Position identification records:
■ ■ ■ ■

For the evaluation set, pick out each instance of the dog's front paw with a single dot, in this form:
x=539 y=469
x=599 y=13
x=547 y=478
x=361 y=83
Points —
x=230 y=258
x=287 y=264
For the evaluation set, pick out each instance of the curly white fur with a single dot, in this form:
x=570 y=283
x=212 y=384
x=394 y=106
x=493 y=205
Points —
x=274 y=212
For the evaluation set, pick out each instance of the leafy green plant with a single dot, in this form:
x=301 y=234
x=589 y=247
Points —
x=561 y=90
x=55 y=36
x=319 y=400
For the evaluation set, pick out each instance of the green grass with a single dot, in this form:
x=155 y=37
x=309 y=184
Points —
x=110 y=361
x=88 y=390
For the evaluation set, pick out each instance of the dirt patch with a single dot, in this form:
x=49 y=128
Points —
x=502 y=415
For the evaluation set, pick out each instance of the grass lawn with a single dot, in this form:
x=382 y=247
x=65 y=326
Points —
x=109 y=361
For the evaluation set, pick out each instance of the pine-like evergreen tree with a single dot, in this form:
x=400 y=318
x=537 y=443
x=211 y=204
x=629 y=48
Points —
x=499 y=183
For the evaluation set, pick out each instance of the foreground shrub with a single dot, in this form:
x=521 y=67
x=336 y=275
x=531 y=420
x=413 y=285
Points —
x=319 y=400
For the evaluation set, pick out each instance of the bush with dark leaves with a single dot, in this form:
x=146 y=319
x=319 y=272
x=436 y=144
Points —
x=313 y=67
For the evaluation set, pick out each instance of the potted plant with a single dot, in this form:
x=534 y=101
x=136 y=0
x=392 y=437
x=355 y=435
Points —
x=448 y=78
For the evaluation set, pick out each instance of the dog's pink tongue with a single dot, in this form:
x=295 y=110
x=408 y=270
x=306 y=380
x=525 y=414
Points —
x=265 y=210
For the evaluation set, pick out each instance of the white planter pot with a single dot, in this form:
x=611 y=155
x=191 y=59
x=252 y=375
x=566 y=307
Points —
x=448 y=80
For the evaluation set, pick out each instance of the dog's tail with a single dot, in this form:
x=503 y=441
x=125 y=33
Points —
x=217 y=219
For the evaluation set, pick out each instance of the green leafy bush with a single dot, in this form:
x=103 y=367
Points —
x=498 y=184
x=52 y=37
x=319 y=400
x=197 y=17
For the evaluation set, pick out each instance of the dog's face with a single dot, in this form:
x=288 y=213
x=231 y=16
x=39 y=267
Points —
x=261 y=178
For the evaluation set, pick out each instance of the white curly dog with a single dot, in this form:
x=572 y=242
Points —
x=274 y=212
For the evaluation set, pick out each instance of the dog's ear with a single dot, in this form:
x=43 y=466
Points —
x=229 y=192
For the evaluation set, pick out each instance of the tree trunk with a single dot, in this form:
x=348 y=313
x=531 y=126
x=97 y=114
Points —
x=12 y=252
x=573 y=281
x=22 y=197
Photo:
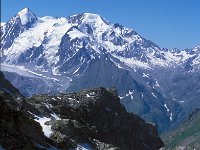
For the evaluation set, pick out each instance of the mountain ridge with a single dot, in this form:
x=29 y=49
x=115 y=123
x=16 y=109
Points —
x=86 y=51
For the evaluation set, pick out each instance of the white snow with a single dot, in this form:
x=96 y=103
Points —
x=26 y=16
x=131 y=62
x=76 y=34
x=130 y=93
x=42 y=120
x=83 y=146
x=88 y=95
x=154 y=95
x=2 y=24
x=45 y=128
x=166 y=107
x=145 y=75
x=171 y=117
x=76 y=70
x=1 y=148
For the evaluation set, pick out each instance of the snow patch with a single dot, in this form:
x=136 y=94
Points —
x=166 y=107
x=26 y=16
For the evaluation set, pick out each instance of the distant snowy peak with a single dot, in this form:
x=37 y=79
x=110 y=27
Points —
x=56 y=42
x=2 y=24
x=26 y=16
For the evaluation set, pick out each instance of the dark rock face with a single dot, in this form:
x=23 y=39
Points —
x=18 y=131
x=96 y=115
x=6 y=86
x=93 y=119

■ ■ ■ ■

Aim of the task - Turn each line of the rows above into a Markdown table with two columns, No. and Line, numbering the lines in order and skipping any blank ones. Don't include the pictures in your answer.

Output for this exercise -
| No. | Line |
|---|---|
| 1 | For the evaluation set, pick out each instance of the dog's front paw with a single dot, in this form: |
| 2 | x=539 y=469 |
| 3 | x=599 y=13 |
| 4 | x=547 y=478 |
| 5 | x=361 y=83 |
| 6 | Points — |
| 7 | x=230 y=258 |
| 8 | x=287 y=264 |
| 9 | For the evaluation set, pick out each instance of the curly white fur with a single dot, in this form: |
| 10 | x=570 y=283 |
| 11 | x=212 y=384 |
| 12 | x=394 y=106 |
| 13 | x=493 y=205 |
| 14 | Points — |
| 15 | x=274 y=212 |
| 16 | For the evaluation set, pick out each instance of the leafy green plant with a single dot, in this form: |
| 17 | x=301 y=234 |
| 18 | x=589 y=247 |
| 19 | Points — |
| 20 | x=561 y=90 |
| 21 | x=55 y=36 |
| 22 | x=319 y=400 |
| 23 | For the evaluation set, pick out each instance of the green grass with a single dot, in this form: |
| 24 | x=155 y=37 |
| 25 | x=309 y=184 |
| 26 | Points — |
| 27 | x=110 y=361 |
| 28 | x=88 y=390 |
| 29 | For the evaluation set, pick out each instance of the dirt patch with a single dot, in this form: |
| 30 | x=49 y=128 |
| 31 | Points — |
| 32 | x=502 y=415 |
| 33 | For the evaluation set, pick out each instance of the grass lawn with a single dot, in this form: |
| 34 | x=382 y=247 |
| 35 | x=65 y=326 |
| 36 | Points — |
| 37 | x=109 y=361 |
| 38 | For the evaluation set, pick out each instance of the pine-like evergreen tree with a single dot, in this form: |
| 39 | x=400 y=318 |
| 40 | x=537 y=443 |
| 41 | x=211 y=204 |
| 42 | x=629 y=48 |
| 43 | Points — |
| 44 | x=499 y=183 |
| 45 | For the evaluation set, pick out each instance of the foreground shrub with a single dot, in this form: |
| 46 | x=521 y=67 |
| 47 | x=336 y=275 |
| 48 | x=531 y=420 |
| 49 | x=413 y=285 |
| 50 | Points — |
| 51 | x=319 y=400 |
| 52 | For the evaluation set, pick out each instance of the bush with dark leaves with a single dot, in this form: |
| 53 | x=146 y=319 |
| 54 | x=319 y=272 |
| 55 | x=436 y=144 |
| 56 | Points — |
| 57 | x=313 y=67 |
| 58 | For the evaluation set, pick out each instance of the potted plant with a single dot, in this form: |
| 59 | x=534 y=101 |
| 60 | x=136 y=0 |
| 61 | x=392 y=437 |
| 62 | x=355 y=435 |
| 63 | Points — |
| 64 | x=448 y=78 |
| 65 | For the evaluation set, pick out each instance of the dog's pink tongue with a single dot, in this form: |
| 66 | x=295 y=110 |
| 67 | x=408 y=270 |
| 68 | x=306 y=380 |
| 69 | x=525 y=414 |
| 70 | Points — |
| 71 | x=265 y=210 |
| 72 | For the evaluation set, pick out each instance of the white planter pot with a single dot, in this form: |
| 73 | x=611 y=155 |
| 74 | x=191 y=59 |
| 75 | x=252 y=375 |
| 76 | x=566 y=307 |
| 77 | Points — |
| 78 | x=448 y=80 |
| 79 | For the evaluation set, pick out each instance of the dog's tail with a single dot, in this form: |
| 80 | x=503 y=441 |
| 81 | x=125 y=33 |
| 82 | Points — |
| 83 | x=217 y=219 |
| 84 | For the evaluation set, pick out each instance of the green leafy bush with a single dot, in this form: |
| 85 | x=103 y=367 |
| 86 | Points — |
| 87 | x=498 y=184 |
| 88 | x=52 y=37 |
| 89 | x=319 y=400 |
| 90 | x=197 y=17 |
| 91 | For the evaluation set, pick out each instance of the dog's face with a single dot, in this form: |
| 92 | x=288 y=213 |
| 93 | x=231 y=16 |
| 94 | x=39 y=267 |
| 95 | Points — |
| 96 | x=261 y=178 |
| 97 | For the evaluation set, pick out each instance of the white curly dog with a single dot, in this form: |
| 98 | x=572 y=242 |
| 99 | Points — |
| 100 | x=274 y=212 |
| 101 | For the evaluation set, pick out each instance of the dog's ear with a single dot, in this form: |
| 102 | x=43 y=466 |
| 103 | Points — |
| 104 | x=229 y=192 |
| 105 | For the evaluation set, pick out each instance of the tree trunk with a single dot, in this form: |
| 106 | x=348 y=313 |
| 107 | x=531 y=126 |
| 108 | x=97 y=114 |
| 109 | Points — |
| 110 | x=12 y=252 |
| 111 | x=573 y=281 |
| 112 | x=22 y=197 |
| 113 | Photo: |
| 114 | For the evaluation set, pick out each instance of the mountain ridge with a single dot, in this form: |
| 115 | x=29 y=49 |
| 116 | x=115 y=123 |
| 117 | x=16 y=109 |
| 118 | Points — |
| 119 | x=86 y=51 |
| 120 | For the evaluation set, pick out each instance of the white snow with a single dot, in this form: |
| 121 | x=96 y=103 |
| 122 | Points — |
| 123 | x=26 y=16 |
| 124 | x=131 y=62 |
| 125 | x=76 y=34 |
| 126 | x=130 y=93 |
| 127 | x=42 y=120 |
| 128 | x=83 y=146 |
| 129 | x=88 y=95 |
| 130 | x=154 y=95 |
| 131 | x=2 y=24 |
| 132 | x=45 y=128 |
| 133 | x=166 y=107 |
| 134 | x=145 y=75 |
| 135 | x=171 y=117 |
| 136 | x=76 y=70 |
| 137 | x=1 y=148 |
| 138 | For the evaluation set, pick out each instance of the snow patch with a single dot, in this form: |
| 139 | x=136 y=94 |
| 140 | Points — |
| 141 | x=166 y=107 |
| 142 | x=26 y=16 |
| 143 | For the evaluation set, pick out each instance of the distant snowy peak with a single dot, in this form: |
| 144 | x=37 y=79 |
| 145 | x=110 y=27 |
| 146 | Points — |
| 147 | x=56 y=42 |
| 148 | x=2 y=24 |
| 149 | x=26 y=16 |
| 150 | For the evaluation set, pick out each instance of the dark rock face with a single dot, in this form: |
| 151 | x=23 y=39 |
| 152 | Points — |
| 153 | x=18 y=131 |
| 154 | x=96 y=115 |
| 155 | x=6 y=86 |
| 156 | x=93 y=119 |